Provided entries:
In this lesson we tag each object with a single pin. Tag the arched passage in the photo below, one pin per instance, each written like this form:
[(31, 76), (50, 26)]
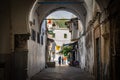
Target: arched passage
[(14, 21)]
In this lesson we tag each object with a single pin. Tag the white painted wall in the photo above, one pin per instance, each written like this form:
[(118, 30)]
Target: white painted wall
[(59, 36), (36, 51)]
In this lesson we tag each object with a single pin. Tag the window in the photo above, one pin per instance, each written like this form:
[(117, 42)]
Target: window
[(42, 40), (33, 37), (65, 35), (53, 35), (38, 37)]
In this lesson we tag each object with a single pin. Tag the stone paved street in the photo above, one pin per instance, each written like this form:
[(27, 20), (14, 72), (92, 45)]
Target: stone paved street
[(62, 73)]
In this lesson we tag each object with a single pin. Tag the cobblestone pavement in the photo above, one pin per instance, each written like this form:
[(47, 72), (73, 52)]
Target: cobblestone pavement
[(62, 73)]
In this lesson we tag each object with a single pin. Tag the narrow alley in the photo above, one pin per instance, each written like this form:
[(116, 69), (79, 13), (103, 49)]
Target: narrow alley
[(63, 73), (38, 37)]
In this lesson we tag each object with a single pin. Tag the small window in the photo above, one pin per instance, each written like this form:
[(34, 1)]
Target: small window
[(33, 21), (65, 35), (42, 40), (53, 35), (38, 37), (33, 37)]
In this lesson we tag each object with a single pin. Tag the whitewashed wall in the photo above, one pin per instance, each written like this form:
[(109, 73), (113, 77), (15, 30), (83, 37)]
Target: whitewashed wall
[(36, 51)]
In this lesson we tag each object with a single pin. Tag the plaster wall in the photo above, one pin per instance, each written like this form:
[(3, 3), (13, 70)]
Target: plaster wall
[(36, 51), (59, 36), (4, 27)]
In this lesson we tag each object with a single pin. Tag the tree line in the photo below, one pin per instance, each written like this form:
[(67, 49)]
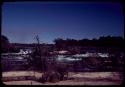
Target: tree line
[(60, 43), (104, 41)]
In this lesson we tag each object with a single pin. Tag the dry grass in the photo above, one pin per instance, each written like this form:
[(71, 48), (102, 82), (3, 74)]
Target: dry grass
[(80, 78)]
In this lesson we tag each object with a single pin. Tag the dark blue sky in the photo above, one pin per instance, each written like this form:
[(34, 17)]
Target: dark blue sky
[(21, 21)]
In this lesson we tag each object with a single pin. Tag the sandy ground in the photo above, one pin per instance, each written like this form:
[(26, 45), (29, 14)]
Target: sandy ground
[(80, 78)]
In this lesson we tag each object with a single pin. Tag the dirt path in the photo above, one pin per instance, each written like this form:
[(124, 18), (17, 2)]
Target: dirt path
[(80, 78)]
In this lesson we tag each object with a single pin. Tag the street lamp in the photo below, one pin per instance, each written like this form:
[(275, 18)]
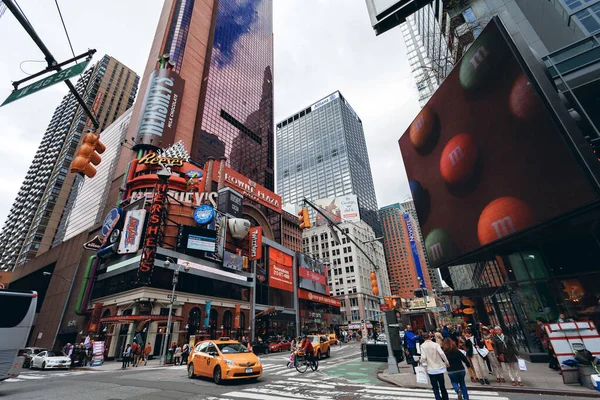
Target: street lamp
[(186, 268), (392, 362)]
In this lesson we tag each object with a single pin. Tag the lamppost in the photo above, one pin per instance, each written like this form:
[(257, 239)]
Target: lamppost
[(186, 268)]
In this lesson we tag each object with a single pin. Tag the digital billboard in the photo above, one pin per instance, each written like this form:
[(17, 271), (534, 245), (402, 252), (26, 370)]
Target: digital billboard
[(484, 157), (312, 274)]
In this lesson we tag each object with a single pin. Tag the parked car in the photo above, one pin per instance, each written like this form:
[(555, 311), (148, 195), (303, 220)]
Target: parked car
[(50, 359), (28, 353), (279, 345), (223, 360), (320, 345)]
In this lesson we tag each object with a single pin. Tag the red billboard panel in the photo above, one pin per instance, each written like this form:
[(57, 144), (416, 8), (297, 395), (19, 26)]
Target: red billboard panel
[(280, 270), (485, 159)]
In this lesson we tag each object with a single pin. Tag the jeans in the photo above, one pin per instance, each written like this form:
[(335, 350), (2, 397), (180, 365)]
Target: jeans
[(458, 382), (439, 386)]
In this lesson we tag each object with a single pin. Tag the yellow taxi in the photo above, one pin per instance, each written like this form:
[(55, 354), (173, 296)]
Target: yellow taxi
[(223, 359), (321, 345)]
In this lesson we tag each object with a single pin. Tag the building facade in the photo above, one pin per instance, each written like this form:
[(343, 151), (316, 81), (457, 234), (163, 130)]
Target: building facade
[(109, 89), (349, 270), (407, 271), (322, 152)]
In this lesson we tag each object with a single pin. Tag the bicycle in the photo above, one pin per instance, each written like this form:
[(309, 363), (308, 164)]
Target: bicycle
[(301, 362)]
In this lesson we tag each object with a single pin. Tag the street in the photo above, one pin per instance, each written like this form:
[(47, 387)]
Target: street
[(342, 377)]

Brief: Although the records above contain pictures, only their text is to be repeated, exactly as given.

Result of this task:
In this lesson we tag each object with a single pin. Tag the arched passage in the photo below, one pin per instance, each written like this form:
[(31, 76), (50, 26)]
Target: arched passage
[(14, 21)]
In this lesson we tag each object with a single pin. Tag the white painted wall in the photo above, one pin per instance, each written like this form:
[(118, 30)]
Target: white painted wall
[(59, 36), (36, 51)]
In this lesson we tag each object with a single pin. Tag the window in the photo above, one pin per instance, each written like this form:
[(117, 42)]
Target: window
[(42, 40), (33, 37), (65, 35), (53, 35), (38, 37)]
In this lesson we tag each object with a single pin. Tag the stone paved street in the photo above, one pin per instance, each written like this form:
[(27, 20), (14, 72), (92, 45)]
Target: stone paved street
[(62, 73)]
In this lesson we tag each object with a single pin. Tag the cobblestone pavement in the photo above, one pin per instance, each written like this form:
[(47, 72), (73, 52)]
Target: cobblestone pavement
[(62, 73)]
In this lesson we tag each object with a single pin. Tag the narrow alley in the photo above, one pin per instance, each written like this form:
[(116, 69), (79, 13), (103, 49)]
Target: narrow alley
[(63, 73), (38, 37)]
In this lesson we tag each object with a single pin. Tag the small window in the photo above, one pin per instance, each written like this form:
[(34, 1)]
Target: small window
[(33, 21), (65, 35), (42, 40), (53, 35), (38, 37), (33, 37)]
In this lesson we tag each object with a single pin. Tag the whitewashed wall in the photo above, one pin per instance, each written like this form:
[(109, 73), (113, 77), (15, 30), (83, 37)]
Target: whitewashed wall
[(36, 51)]
In this lesson we tag each object with a single pin. Tag the plaster wall in the photo above, one pin per instance, each written like this form:
[(3, 3), (13, 70)]
Target: plaster wall
[(36, 51), (59, 36), (4, 27)]
In this lesson we tag each object with a single pin. Tag the tree line in the photo below, one pin per instance, each written like this form:
[(67, 49)]
Target: tree line
[(60, 43), (104, 41)]
In this lesson we tag each object with a single pin. Tag the dry grass in the photo above, one pin per instance, each written like this form:
[(71, 48), (102, 82), (3, 74)]
Target: dry grass
[(80, 78)]
In this lesson we tag each object with a single pin. Tag the dark blue sky in the photo above, one pin per instance, each written like this form:
[(34, 17)]
Target: dark blue sky
[(21, 21)]
In this lesson we tag each object with a single pin. Tag the sandy ground in the photo above, one pin per instance, each written like this form:
[(26, 45), (29, 14)]
Target: sandy ground
[(80, 78)]
In this lesson we tag each object with a single pin. Tag the dirt path in the photo above, one pin per instance, each written like this form:
[(124, 18), (17, 2)]
Target: dirt path
[(80, 78)]
In this lesson we tag each object with a single pin. Tag the street lamp in the photo below, one pin per instance, each written like this form:
[(275, 18)]
Target: street lamp
[(186, 268), (392, 362)]
In this lesson we tag each object with a single pin. Tag the lamppost in the photo above, one pin per instance, each written like this form:
[(257, 239)]
Target: lamppost
[(186, 268)]
In this lesson we tag each object with a single pin. Tag the digital billboard in the photo above, one pin per instance, each written like this form:
[(17, 271), (534, 245), (402, 252), (26, 370)]
Target: digital billboard
[(484, 157), (312, 274)]
In this lesson we tag each object with a single pin. Tag the parked car in the photo above, one pin per instance, each written like this form:
[(555, 311), (148, 195), (303, 220)]
Target: parked car
[(50, 359), (28, 353), (279, 345), (223, 360), (320, 345)]
In this lesson we tag each object with a single pin. Tag the red billboard panel in the photo above, one pin per instance, each written like this form:
[(57, 144), (416, 8), (297, 395), (19, 26)]
Target: red billboard panel
[(280, 270), (485, 159)]
In this lesson we tag each object with a single pin. Tag the jeans in the photo above, one pin per instance, each written like this form:
[(335, 350), (2, 397), (180, 365)]
Target: jeans
[(458, 382), (439, 386)]
In this lesson we tag each object with a single pin. Tag the yellow taxi in the photo above, one pin per instance, each written like this form:
[(55, 354), (173, 296)]
Target: yellow taxi
[(223, 359), (321, 345)]
In this lesson we tag each object with a single pin. Tag the building facade in the photo above, one pin per instance, each written like this form:
[(343, 151), (316, 81), (457, 234), (163, 130)]
Target: building facade
[(109, 89), (349, 270), (407, 271), (322, 152)]
In this lesson we tag each object with a single pin. Tag the bicycle in the photo above, one pin per instance, each written like this form:
[(309, 363), (308, 164)]
Target: bicycle
[(301, 362)]
In this lesson we tag each object with a single pin. Tag the street in the photo above, one pin per instance, each written like this form:
[(47, 387)]
Target: street
[(342, 377)]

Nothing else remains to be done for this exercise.